Assignment
List every biochemical abnormality that the abstract below on tachycardia during hypothermia links to tachycardia, and give the direction of change for each.

Document segment
Abstract 77: Tachycardia During Hypothermia as a Marker of Poor Outcomes in Cardiac Arrest Survivors
Hypothesis: Therapeutic hypothermia in cardiac arrest survivors is typically associated with bradycardia. We investigated clinical and demographic variables and outcomes associated with tachycardia in patients treated with therapeutic hypothermia.
Methods: Demographic and clinical data, and ECGs of 26 consecutive cardiac arrest survivors (9 females, 58+/-18 years old, 5 with history diabetes, and 6 with history of coronary artery disease) on admission, during and after therapeutic hypothermia were reviewed. Analyses of variance, chi-square, and logistic regression were used. The study was approved by the IRB.
Results: Tachycardia (heart rate > 100 bpm, 81% sinus, no VT-VFib) was observed in 40% of ECG tracings before or during hypothermia or after re-warming. Tachycardia was more common in females (55 vs. 32%, p=0.044), patients with pulmonary disease (39 vs. 13%, p=0.009), or when pre-resuscitation rhythm was PEA (60 vs. 27%, p=0.003) or asystole (23 vs. 15%, p=0.003). Diabetes, myocardial ischemia, LV systolic dysfunction, acute infection, renal insufficiency, treatment with ACE inhibitors or diuretics were not associated with tachycardia. There were multiple biochemical abnormalities associated with tachycardia, including decreased pH (p<0.0001) and decreased hemoglobin (p=0.028), increased glucose (p<0.001), sodium (p=0.078), potassium (p=0.044), or creatinine (p=0.108).

Data to examine
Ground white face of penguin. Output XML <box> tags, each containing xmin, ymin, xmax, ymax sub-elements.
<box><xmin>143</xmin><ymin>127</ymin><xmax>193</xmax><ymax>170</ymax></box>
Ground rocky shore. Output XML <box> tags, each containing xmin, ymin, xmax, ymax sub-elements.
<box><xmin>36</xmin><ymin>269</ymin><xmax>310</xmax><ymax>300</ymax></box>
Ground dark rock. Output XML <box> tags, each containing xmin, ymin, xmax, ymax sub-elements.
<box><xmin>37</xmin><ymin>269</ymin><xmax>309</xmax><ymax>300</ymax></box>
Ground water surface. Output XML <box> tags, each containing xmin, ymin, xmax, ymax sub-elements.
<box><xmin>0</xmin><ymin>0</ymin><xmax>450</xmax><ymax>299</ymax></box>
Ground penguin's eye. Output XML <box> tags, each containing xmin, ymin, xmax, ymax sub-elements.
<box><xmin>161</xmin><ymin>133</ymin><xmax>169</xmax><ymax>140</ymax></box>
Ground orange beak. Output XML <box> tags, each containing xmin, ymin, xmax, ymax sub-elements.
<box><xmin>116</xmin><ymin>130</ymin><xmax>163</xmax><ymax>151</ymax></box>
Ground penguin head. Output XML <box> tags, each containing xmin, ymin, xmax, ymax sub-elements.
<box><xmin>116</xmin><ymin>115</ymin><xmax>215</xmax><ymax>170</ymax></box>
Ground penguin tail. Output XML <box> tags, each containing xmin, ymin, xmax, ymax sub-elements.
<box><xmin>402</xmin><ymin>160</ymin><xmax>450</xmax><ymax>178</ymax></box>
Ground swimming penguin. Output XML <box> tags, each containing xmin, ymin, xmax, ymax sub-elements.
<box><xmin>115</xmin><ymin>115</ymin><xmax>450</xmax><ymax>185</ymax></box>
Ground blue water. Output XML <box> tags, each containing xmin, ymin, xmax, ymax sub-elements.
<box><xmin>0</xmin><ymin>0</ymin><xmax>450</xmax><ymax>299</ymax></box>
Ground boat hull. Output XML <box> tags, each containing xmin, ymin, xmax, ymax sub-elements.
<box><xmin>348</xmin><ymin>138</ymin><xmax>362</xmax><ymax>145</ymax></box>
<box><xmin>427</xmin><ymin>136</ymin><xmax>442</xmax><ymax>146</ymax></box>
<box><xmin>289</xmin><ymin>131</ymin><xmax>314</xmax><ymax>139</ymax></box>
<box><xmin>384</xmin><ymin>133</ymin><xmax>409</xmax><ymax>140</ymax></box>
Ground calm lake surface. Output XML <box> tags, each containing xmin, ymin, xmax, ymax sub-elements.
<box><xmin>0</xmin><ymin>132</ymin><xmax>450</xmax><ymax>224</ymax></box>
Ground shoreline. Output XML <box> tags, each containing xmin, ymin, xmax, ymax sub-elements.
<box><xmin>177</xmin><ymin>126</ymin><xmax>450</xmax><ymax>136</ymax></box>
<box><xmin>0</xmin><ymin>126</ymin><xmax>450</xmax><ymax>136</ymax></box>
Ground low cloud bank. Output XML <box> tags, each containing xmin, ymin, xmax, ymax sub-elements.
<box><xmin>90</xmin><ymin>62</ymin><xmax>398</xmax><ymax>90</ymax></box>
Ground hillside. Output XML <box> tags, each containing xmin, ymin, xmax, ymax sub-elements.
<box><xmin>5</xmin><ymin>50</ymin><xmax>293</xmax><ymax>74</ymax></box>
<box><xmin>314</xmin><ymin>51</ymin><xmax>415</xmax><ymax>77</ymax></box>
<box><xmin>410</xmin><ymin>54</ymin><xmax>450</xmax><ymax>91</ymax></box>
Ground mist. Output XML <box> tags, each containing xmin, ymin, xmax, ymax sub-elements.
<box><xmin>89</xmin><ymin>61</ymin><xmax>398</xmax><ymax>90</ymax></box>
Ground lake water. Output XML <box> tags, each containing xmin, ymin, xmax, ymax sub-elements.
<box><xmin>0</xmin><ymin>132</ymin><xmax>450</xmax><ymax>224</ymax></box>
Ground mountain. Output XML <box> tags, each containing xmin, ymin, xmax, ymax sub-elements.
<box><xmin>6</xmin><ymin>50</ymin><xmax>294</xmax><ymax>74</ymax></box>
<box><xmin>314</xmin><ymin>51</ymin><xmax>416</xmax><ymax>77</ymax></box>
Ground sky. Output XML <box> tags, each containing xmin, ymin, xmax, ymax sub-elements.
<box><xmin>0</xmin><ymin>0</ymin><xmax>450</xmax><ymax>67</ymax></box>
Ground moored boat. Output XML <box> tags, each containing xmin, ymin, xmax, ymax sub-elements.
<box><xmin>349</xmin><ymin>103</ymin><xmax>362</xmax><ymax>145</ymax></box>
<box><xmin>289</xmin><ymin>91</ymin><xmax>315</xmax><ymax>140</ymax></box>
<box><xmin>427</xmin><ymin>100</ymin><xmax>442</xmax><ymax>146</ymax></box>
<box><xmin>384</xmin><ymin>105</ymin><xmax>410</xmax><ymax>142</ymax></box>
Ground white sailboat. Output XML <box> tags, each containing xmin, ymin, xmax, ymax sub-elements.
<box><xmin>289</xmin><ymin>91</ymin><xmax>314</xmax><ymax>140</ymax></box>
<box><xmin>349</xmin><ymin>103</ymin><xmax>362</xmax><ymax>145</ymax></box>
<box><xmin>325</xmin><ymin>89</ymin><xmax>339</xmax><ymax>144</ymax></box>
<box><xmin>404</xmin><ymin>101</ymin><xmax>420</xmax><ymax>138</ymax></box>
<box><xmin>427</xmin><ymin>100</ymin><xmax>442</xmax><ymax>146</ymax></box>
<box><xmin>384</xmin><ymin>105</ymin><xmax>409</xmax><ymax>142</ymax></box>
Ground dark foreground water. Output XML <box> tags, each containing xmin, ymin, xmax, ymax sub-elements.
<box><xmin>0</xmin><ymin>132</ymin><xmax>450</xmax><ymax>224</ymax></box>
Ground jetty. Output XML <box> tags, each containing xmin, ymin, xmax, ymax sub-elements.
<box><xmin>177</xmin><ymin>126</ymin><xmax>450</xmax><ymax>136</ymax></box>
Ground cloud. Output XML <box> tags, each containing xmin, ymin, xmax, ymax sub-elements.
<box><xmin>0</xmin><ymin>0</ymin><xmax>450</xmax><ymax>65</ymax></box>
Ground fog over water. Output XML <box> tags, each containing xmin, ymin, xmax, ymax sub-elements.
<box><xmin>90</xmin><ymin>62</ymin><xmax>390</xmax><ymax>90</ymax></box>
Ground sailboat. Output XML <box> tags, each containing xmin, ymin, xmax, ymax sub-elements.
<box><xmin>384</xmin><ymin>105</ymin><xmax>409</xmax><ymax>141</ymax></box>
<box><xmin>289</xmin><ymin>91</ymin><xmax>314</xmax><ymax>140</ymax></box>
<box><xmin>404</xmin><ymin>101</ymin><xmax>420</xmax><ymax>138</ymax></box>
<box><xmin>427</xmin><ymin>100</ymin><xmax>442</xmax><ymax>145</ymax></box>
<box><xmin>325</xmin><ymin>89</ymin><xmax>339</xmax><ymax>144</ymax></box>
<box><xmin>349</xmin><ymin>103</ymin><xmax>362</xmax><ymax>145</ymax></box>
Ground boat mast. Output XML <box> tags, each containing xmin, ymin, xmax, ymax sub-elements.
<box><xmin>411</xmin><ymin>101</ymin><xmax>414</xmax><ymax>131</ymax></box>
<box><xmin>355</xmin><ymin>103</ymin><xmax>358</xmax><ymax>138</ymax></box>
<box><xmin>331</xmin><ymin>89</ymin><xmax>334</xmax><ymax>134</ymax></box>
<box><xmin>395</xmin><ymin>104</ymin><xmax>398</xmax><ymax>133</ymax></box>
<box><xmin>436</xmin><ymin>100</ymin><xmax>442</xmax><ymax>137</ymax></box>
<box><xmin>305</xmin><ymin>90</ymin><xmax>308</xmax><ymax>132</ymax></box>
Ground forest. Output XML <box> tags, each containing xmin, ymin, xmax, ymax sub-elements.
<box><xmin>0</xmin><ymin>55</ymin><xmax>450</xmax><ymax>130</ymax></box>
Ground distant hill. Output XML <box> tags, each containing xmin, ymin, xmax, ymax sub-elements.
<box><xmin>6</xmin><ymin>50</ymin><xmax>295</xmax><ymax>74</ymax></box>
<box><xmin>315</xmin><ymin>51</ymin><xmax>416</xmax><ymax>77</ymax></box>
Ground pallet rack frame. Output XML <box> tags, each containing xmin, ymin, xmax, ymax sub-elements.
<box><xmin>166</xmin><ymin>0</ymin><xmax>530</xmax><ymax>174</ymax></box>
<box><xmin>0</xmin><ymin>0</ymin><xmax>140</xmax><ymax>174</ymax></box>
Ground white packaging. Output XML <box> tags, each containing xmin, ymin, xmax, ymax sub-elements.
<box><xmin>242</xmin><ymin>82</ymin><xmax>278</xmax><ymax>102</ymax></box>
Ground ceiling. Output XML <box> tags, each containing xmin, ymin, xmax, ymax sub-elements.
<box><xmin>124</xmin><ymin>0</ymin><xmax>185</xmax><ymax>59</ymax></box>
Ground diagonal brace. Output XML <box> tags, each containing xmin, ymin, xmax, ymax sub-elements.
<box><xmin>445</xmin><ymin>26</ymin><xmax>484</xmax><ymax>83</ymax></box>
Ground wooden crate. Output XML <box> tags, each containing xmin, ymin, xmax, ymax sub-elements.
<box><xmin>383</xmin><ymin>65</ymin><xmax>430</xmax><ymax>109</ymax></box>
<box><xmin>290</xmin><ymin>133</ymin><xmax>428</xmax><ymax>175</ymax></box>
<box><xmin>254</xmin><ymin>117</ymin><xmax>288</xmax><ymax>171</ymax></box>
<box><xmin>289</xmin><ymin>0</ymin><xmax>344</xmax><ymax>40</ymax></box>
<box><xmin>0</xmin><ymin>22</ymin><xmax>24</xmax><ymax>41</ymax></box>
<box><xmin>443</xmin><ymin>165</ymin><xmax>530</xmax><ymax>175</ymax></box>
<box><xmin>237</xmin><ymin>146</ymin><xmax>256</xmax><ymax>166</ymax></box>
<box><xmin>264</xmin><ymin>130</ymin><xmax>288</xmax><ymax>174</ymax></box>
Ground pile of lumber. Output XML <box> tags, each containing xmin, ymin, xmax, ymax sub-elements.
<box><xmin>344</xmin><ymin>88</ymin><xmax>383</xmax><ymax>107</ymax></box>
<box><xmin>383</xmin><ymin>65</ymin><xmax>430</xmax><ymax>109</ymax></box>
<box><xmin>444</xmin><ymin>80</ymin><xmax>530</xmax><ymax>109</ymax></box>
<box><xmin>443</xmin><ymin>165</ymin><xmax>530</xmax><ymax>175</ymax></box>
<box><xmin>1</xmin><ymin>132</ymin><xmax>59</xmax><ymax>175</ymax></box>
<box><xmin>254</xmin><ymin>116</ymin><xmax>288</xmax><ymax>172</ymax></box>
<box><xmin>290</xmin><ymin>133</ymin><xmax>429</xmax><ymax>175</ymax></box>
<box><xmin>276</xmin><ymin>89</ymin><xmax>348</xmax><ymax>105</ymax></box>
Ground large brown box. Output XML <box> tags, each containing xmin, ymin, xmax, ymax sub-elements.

Result of the exercise
Decreased pH
Decreased hemoglobin
Increased glucose
Increased sodium
Increased potassium
Increased creatinine